┌─ Source data

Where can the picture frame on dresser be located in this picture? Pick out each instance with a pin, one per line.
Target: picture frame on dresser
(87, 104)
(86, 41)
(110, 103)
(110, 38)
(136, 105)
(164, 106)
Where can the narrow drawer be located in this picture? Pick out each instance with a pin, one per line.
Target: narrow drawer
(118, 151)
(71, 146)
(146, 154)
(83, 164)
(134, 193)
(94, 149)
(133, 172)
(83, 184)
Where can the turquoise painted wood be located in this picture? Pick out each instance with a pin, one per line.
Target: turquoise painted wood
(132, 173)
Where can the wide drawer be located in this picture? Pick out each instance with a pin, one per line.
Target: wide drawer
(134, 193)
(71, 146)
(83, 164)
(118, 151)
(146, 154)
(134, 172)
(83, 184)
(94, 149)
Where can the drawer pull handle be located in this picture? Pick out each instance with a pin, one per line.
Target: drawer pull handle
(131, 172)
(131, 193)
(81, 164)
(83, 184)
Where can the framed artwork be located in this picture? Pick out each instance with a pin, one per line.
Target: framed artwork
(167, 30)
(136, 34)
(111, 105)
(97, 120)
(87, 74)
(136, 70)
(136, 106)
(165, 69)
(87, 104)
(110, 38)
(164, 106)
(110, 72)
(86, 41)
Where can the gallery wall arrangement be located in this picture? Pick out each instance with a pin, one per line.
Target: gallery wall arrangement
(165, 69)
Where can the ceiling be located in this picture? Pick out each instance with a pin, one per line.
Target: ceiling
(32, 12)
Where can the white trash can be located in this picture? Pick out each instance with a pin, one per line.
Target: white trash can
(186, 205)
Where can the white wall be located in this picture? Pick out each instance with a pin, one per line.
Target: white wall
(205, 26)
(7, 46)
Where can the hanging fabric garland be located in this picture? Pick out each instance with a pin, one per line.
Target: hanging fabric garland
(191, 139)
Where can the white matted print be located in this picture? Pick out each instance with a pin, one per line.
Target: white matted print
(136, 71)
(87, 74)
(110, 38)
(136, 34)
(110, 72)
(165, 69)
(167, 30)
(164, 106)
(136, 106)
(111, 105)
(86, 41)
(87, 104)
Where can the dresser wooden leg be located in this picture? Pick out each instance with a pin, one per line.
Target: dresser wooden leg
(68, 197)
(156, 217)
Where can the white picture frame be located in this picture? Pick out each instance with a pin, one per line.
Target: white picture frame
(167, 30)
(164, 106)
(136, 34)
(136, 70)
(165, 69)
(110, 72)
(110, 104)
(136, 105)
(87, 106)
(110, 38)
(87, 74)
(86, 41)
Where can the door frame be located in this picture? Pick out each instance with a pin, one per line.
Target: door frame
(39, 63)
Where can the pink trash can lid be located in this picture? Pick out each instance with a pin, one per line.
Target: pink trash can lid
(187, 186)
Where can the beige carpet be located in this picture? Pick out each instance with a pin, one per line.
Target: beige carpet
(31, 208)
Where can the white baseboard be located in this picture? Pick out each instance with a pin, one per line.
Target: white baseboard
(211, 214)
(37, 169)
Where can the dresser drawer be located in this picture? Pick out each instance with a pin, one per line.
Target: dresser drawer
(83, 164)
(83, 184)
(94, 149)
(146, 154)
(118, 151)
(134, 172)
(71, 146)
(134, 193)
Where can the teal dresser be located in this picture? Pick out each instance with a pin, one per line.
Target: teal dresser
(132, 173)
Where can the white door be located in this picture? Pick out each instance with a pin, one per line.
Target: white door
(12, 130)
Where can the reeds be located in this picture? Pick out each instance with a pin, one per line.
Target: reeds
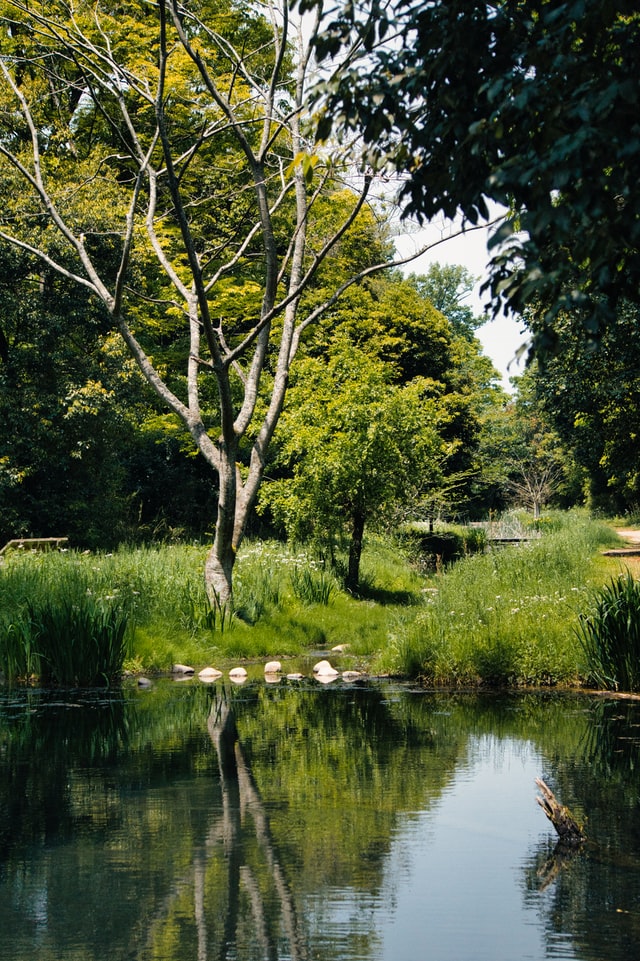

└─

» **The task**:
Pick out every line above that holds the word "reeds" and copy it.

» **Completed exercise**:
Where can the reeds be located in this picture? Pick out each instance with a pin, one per line.
Target: reeds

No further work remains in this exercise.